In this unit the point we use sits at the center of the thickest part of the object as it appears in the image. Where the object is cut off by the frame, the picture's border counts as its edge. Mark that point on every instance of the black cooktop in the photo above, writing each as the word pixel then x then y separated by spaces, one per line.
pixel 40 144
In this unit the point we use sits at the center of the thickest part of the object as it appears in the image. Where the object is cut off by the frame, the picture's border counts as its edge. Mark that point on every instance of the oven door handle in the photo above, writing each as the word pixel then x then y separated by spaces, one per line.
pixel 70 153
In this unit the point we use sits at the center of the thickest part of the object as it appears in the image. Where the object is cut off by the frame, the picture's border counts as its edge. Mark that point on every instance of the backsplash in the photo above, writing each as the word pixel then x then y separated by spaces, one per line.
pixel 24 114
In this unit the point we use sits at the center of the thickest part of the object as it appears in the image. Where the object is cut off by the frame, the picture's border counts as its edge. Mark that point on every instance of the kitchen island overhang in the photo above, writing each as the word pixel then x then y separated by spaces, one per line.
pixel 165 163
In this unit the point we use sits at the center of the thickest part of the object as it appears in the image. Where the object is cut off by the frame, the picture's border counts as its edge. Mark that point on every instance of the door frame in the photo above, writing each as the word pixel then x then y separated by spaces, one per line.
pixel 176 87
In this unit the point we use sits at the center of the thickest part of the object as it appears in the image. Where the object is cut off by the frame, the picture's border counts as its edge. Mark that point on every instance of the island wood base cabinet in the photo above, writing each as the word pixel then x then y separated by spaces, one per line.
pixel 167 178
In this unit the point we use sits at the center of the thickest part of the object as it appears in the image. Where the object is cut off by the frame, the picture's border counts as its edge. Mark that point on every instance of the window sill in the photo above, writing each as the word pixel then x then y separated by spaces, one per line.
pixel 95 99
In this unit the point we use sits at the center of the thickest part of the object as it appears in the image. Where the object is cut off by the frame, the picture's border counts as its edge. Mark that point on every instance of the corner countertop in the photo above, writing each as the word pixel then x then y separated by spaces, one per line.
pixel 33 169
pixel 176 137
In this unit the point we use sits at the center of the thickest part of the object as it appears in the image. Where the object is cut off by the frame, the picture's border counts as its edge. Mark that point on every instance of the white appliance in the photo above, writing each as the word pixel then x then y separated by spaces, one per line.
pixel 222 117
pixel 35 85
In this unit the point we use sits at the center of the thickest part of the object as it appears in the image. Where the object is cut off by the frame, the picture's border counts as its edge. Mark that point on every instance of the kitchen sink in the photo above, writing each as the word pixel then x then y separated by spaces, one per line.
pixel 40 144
***
Task to carry out: Recast all the items above as a Markdown table with two columns, Row and Line. Give each line its own numbered row and skip any blank lines.

Problem solution:
| Row | Line |
|---|---|
| 1 | In this unit the point we use sits at the center of the thickest part of the object as it appears in the image. Where the object is cut off by the frame, the picture's border counts as its edge. Mark that point on every instance of the black cooktop in the photo above, writing each as the word pixel then x then y separated by spaces, one per line. |
| 2 | pixel 40 144 |
| 3 | In this unit the point we use sits at the center of the thickest part of the object as it appears in the image. Where the object is cut off by the frame, the picture's border counts as its edge. Mark that point on every instance of the oven door handle in the photo above, writing each as the word pixel then x then y separated by spaces, one per line. |
| 4 | pixel 70 153 |
| 5 | In this unit the point we use sits at the center of the thickest part of the object as it appears in the image. Where the object is cut off by the frame, the picture's border counts as its edge. Mark that point on every instance of the backsplash in the photo above, writing each as the word pixel then x then y separated by spaces, one per line. |
| 6 | pixel 24 114 |
| 7 | In this unit the point we use sits at the center of the thickest part of the object as it appears in the image. Where the object is cut off by the frame, the picture's border counts as its edge. Mark that point on every instance of the kitchen island overhang in the photo above, writing each as the word pixel then x then y separated by spaces, one per line. |
| 8 | pixel 165 163 |
| 9 | In this unit the point we use sits at the center of the thickest part of the object as it appears in the image. Where the object is cut off by the frame, the picture's border counts as its edge. Mark that point on every instance of the door frame in the photo above, writing each as the word pixel then x then y separated by spaces, one per line. |
| 10 | pixel 176 87 |
| 11 | In this unit the point we use sits at the center of the thickest part of the object as it appears in the image. Where the object is cut off by the frame, the picture's border counts as its edge. Mark that point on every instance of the island wood base cabinet in the photo above, writing each as the word pixel then x then y separated by spaces, one per line. |
| 12 | pixel 167 178 |
| 13 | In this unit the point we use sits at the center of the thickest part of the object as it appears in the image. Where the object is cut off by the frame, the picture's border counts as its edge. Mark that point on every instance of the window sill in the photo above, writing each as the word pixel then x then y separated by spaces, one per line. |
| 14 | pixel 95 99 |
| 15 | In this unit the point we use sits at the center of the thickest part of the object as it appears in the image. Where the object is cut off by the frame, the picture's border counts as its edge. Mark that point on every instance of the corner countertop in the photo above, writing each as the word pixel then x then y separated by spaces, one per line. |
| 16 | pixel 33 169 |
| 17 | pixel 176 137 |
| 18 | In this unit the point we use sits at the center of the thickest part of the object as it appears in the image. Where the object is cut off by the frame, the picture's border counts as its edge. Mark that point on every instance of the white appliance in the photo above, writing each as the word pixel then x then y separated by spaces, one per line. |
| 19 | pixel 222 117 |
| 20 | pixel 35 85 |
| 21 | In this unit the point we use sits at the center of the thickest part of the object as it appears in the image. Where the object is cut off by the frame, the picture's border counts as its edge. Mark that point on every instance of the kitchen sink in the photo above, writing each as the word pixel then x then y separated by spaces, one per line. |
| 22 | pixel 40 144 |